By Philip White
CHEYENNE – Cheyenne attorney Karen Budd-Falen has raised a furor among ranching communities in Wyoming and elsewhere in the West by claiming that environmental groups are abusing federal statutes and collecting billions of dollars in attorneys’ fees from the public treasury.
In an October 3, 2009 guest opinion in the Wyoming Livestock Roundup, Budd-Falen said, “Environmental groups are receiving billions of federal taxpayer dollars in attorney fees for settling or ‘winning’ cases against the federal government.” (Emphasis in original).
On November 3, U.S. Representatives Cynthia Lummis (R-WY) and Rob Bishop (R-UT), writing for the Congressional Western Caucus, sent a letter to US Attorney General Eric Holder alleging abuse of the Equal Access to Justice Act (EAJA) by “certain organizations” and citing “alarming” figures presented by “an independent law firm.” The letter urged the Department of Justice to set up a searchable database detailing disbursements made under the act, which enables the payment of the attorney fees.

++++

WORK INSTRUCTIONS:
• A. Duplicate the stretch from "In an October" through "(Emphasis in original)." in the attorney-fee article.
• B. Finish out the next part of the article about the fight over attorney fees paid to environmental groups, picking up right after its last sentence.

COLLECTED DATA:
++++

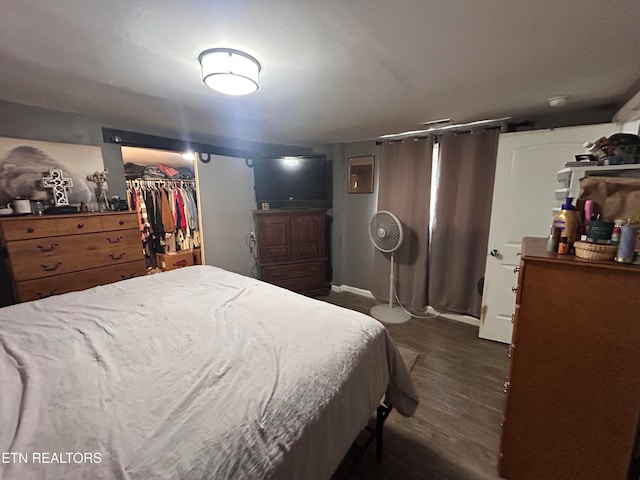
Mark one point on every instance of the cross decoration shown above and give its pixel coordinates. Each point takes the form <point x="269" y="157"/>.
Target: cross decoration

++++

TASK-BY-TASK RESULTS:
• A.
In an October 3, 2009 guest opinion in the Wyoming Livestock Roundup, Budd-Falen said, “Environmental groups are receiving billions of federal taxpayer dollars in attorney fees for settling or ‘winning’ cases against the federal government.” (Emphasis in original).

• B.
On November 7, Lummis and Bishop wrote a guest editorial in the Billings Gazette in which they repeated Budd-Falen’s charges and her incredible numbers, which they attributed to an anonymous “Wyoming-based law firm“: “Over the years, these groups have been able to force the federal government to pay out billions of dollars for attorney fees and costs.” Later in the month, Fox Television News picked up the story, interviewed Budd-Falen on camera, and commented, “Sometimes they [environmentalists’ lawyers] are paid if they lose.”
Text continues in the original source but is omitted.